RECORD EXTRACTS:
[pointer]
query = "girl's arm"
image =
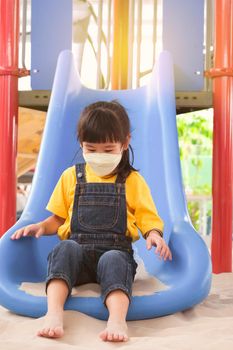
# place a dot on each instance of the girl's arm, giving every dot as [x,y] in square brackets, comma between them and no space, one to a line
[47,227]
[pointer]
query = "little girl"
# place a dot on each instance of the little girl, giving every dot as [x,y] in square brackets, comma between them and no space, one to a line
[97,209]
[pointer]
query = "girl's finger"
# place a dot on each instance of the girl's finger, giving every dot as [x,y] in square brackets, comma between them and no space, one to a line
[158,249]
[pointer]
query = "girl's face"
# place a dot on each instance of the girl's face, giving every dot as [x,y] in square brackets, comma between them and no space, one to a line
[106,147]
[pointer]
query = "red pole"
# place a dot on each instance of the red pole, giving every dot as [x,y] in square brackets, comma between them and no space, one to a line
[9,38]
[223,138]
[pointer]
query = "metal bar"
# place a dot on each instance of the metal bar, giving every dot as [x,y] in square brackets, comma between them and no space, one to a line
[139,39]
[223,140]
[119,75]
[9,39]
[208,41]
[99,34]
[24,32]
[131,43]
[108,43]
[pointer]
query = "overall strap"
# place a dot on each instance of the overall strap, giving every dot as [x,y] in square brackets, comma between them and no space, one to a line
[120,179]
[80,172]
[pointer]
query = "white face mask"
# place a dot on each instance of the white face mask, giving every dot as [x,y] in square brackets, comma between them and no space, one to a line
[102,163]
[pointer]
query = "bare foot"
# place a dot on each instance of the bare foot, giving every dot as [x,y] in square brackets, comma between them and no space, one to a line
[52,327]
[115,331]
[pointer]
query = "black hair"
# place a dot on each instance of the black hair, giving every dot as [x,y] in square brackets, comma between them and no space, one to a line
[102,122]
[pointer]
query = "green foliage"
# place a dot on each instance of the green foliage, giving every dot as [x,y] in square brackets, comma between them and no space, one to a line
[195,132]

THE TASK: Retype the whole listing exactly and leave the pictures out.

EXERCISE RESPONSE:
[pointer]
query = "girl's arm"
image =
# place a dot on each instance of the girl's arm, giving every dot as [x,y] in square brackets, comma between them and no space, one to a line
[47,227]
[pointer]
query = "little girl"
# place a dot on each instance of the little girl, giving every dot as [x,y] in square brackets, comma between them and no space, one to a line
[97,209]
[pointer]
query = "girl's finger"
# place a dot on each instance of the girl's finger, giving every dot as [x,y] in square brackets, comma between them and no space, one to a line
[158,249]
[pointer]
query = "girl's face"
# place a dot on each instance of the girl's face, giving every dot as [x,y] in square brackets, comma between them and no space, one to a line
[106,147]
[pointer]
query = "red pole"
# place a dot on each instance of the red pole, giving every dot as [x,y] in square brackets, comma between them and no space, one to a line
[9,38]
[223,138]
[pointer]
query = "metal bar"
# place a dot on each instance of the metal bar, giving every dot as [x,y] in square brackets, comma between them and no space, one to a line
[139,39]
[223,140]
[119,75]
[9,39]
[208,41]
[99,34]
[24,32]
[131,43]
[108,43]
[pointer]
query = "overall strap"
# place a dot on each instance of the overall strap, giving every dot as [x,y] in square brackets, comma between them and no space, one to a line
[120,179]
[80,172]
[pointer]
query = "white face mask"
# place a dot on each instance of the white face mask, giving every dot as [x,y] in square brackets, comma between them and no space, one to a line
[102,163]
[pointer]
query = "bare foot"
# place a dot on each instance of the bare foot, giving every dot as [x,y] in square brackets, comma between them and no space, one to a line
[52,327]
[115,331]
[pointer]
query = "black hair"
# place a dot on each instance of the black hair, giving every dot as [x,y] in square brackets, comma between them and no space, one to a line
[102,122]
[pointer]
query = "green foliage"
# place a dot on each instance of the green foliage, giving every dot as [x,y] in square brackets, comma between them and no space, one to a line
[195,132]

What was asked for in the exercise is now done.